Georgia criminal lawyer successful in convincing state supreme court to strike down part of sex offender law

The Georgia Supreme Court recently declared a life sentence for failing to register as a sex offender unconstitutional. In that case, the Court had to decide whether a life sentence for a second violation of failing to register as a sex offender was excessive punishment and violated the constitution. The Court held that it did.

In Bradshaw v. State, the defendant, Bradshaw, was convicted twice of failing to register as a convicted sex offender within 72 hours of changing his address. The trial court sentenced Bradshaw to life imprisonment as required by Georgia law requires. Bradshaw was originally convicted of statutory rape for which he was required to register as a sex offender. Upon his release from jail for that crime, he made two attempts to register his address at two different residencies, but both addresses were rejected by the sheriff’s department since they were located too close to a recreation center and a church. Bradshaw then attempted to register at a third address which did not exist, although it was close to a family friend where he hoped to live. An investigator made contact with his sister concerning Bradshaw’s failure to register, and within 24 hours, Bradshaw turned himself in to authorities.

◆ EXERCISE REQUIREMENTS
A. Return the passage of the article on the Georgia sex offender ruling from "The Georgia Supreme" to "that it did.", word for word.
B. Take the article on the Georgia sex offender ruling further, beginning after its last sentence.

◆ DATASET CONTENT
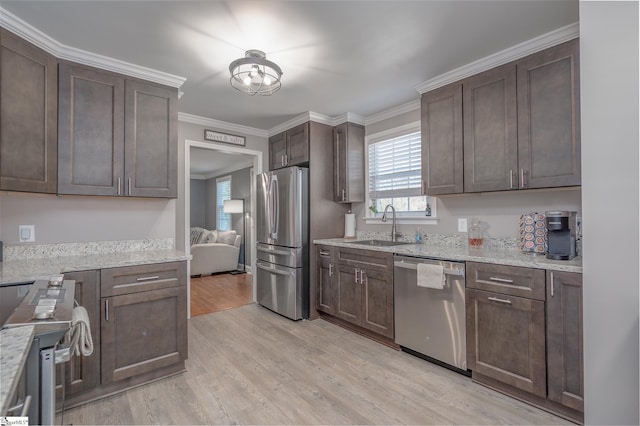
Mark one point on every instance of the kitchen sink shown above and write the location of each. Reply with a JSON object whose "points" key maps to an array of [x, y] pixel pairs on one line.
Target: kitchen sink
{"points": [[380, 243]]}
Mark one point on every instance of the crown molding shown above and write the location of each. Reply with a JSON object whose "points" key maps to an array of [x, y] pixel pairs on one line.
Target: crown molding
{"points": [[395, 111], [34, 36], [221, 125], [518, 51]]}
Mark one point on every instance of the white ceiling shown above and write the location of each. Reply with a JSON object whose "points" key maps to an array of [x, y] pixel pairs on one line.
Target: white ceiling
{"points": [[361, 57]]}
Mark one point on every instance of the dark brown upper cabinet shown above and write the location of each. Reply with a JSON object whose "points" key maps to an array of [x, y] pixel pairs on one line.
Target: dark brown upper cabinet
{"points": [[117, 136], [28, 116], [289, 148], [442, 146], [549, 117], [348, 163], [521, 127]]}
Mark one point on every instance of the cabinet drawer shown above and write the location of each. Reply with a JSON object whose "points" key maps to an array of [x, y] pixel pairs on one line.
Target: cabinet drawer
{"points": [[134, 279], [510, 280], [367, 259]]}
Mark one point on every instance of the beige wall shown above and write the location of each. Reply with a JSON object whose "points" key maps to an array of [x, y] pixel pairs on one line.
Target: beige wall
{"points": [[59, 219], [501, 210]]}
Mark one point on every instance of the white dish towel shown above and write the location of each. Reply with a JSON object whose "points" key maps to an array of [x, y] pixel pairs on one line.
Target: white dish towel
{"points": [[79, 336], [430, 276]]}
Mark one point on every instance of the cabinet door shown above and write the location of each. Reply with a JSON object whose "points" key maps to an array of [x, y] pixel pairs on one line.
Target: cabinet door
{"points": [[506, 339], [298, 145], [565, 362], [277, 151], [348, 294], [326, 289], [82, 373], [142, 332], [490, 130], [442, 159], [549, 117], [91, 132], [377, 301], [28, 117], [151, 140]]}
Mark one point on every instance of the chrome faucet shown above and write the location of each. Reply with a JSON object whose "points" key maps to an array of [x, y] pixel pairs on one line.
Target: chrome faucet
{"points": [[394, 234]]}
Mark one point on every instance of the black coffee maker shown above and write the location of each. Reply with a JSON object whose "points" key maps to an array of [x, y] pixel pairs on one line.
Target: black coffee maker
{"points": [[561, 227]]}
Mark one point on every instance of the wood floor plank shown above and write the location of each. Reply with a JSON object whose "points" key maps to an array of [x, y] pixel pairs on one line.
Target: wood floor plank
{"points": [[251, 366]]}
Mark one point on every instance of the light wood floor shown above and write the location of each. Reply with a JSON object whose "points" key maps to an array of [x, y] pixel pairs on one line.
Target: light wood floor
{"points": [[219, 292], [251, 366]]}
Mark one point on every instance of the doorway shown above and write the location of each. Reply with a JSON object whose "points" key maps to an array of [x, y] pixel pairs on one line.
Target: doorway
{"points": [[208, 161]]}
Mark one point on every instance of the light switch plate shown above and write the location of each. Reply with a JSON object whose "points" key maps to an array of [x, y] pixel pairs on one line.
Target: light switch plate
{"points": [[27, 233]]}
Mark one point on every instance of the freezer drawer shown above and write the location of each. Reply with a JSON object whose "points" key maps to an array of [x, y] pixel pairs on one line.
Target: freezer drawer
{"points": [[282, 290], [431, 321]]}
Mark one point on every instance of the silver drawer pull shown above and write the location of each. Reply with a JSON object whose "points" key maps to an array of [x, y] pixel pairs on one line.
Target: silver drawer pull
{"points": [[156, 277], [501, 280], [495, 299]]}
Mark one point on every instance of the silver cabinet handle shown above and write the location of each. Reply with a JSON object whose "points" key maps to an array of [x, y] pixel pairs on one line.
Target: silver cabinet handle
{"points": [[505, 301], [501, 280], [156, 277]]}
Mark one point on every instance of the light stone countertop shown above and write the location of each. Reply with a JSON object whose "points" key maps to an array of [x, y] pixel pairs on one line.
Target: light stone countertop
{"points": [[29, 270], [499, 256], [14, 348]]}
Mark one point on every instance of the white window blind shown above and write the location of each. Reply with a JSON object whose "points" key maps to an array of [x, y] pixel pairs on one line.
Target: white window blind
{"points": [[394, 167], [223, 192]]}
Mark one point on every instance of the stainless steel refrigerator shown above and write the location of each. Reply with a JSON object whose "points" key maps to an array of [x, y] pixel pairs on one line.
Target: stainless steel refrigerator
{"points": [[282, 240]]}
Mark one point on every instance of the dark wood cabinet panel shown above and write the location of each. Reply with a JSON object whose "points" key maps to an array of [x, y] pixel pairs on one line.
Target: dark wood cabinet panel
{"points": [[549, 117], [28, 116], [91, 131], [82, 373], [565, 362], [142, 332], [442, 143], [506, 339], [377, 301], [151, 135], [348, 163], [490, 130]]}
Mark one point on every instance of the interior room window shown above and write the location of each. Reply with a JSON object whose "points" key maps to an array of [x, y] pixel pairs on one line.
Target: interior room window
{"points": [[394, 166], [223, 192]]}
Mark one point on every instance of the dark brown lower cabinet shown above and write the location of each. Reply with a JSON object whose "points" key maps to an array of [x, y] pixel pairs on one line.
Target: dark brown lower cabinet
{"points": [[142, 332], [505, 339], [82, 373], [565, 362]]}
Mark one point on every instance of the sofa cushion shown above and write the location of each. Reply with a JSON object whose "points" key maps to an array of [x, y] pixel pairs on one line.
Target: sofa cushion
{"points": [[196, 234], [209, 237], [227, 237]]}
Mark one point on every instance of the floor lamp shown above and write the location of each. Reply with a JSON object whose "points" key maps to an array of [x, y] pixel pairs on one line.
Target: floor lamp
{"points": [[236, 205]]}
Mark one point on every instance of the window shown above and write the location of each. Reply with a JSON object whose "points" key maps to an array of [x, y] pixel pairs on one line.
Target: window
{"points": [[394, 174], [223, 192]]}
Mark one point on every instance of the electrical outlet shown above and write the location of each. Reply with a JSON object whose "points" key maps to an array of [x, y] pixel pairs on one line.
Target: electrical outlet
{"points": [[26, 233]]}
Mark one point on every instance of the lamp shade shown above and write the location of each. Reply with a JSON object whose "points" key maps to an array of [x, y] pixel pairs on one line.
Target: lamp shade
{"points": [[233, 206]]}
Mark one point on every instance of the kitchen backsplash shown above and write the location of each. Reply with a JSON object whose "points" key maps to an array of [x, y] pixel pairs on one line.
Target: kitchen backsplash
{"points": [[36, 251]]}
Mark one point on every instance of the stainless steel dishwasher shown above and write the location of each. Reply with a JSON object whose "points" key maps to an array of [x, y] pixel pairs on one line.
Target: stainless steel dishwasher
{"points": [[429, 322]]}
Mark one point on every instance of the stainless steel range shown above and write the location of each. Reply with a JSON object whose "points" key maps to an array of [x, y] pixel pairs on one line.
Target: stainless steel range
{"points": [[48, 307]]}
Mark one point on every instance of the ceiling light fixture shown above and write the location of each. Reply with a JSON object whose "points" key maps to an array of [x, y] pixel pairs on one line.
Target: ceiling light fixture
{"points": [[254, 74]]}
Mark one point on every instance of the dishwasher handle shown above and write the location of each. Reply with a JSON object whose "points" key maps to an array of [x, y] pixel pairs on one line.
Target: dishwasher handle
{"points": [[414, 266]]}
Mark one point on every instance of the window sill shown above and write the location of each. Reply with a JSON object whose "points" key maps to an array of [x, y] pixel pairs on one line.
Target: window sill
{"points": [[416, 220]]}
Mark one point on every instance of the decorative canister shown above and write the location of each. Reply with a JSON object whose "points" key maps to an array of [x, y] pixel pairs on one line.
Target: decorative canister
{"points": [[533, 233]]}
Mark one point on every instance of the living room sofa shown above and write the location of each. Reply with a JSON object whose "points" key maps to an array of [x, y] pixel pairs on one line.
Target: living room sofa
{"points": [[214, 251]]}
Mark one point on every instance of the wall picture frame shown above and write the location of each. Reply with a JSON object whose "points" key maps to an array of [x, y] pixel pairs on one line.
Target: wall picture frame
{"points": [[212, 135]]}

◆ EXPECTED OUTPUTS
A.
The Georgia Supreme Court recently declared a life sentence for failing to register as a sex offender unconstitutional. In that case, the Court had to decide whether a life sentence for a second violation of failing to register as a sex offender was excessive punishment and violated the constitution. The Court held that it did.

B.
Bradshaw appealed the sentence arguing that it was cruel and unusual under the Eighth Amendment. Thus, the Court had to consider whether the harshness of the sentence was grossly disproportionate to the gravity of the offense. In examining the gravity of the crime, the Court reasoned that failing to register does no violence to anyone but is instead a passive crime. In addition, Bradshaw made two attempts to register a valid address and was accessible to police. The Court then examined the harshness of the sentence. Only the penalties of capital punishment and life imprisonment without parole are more severe than life imprisonment. It is also the most severe sentence that can be issued for any crime except murder and repeat violent felonies. Based on this evidence, the Court felt that the issue of gross disproportionality was properly raised by Bradshaw.

The Court then confirmed their suspicion of an Eighth Amendment violation by comparing Bradshaw’s sentence to the sentences imposed for other crimes within Georgia as well as the same crime in other states. The Court found that the crimes in Georgia which require a mandatory life sentence are violent crimes such as murder and kidnapping with bodily injury, and that these crimes have a higher degree of culpability than the failure to register. Also, other violent crimes such as voluntary manslaughter and aggravated battery may receive as little as one year in prison. The Court then turned to other states where it found that only Georgia requires life imprisonment for a second violation of failing to register. Consequently, the court found the penalty of life imprisonment to be unconstitutional for failing to register and vacated Bradshaw’s sentence.

Our criminal lawyers have been helping people charged with sex crimes for many years. We have recently seen people charged with registration violations who are facing sentences more severe than sentences imposed for actual sex offenses like molestation and rape. We hope this strong statement from the Georgia Supreme Court will result in penalties that make more sense for this type of registration violation.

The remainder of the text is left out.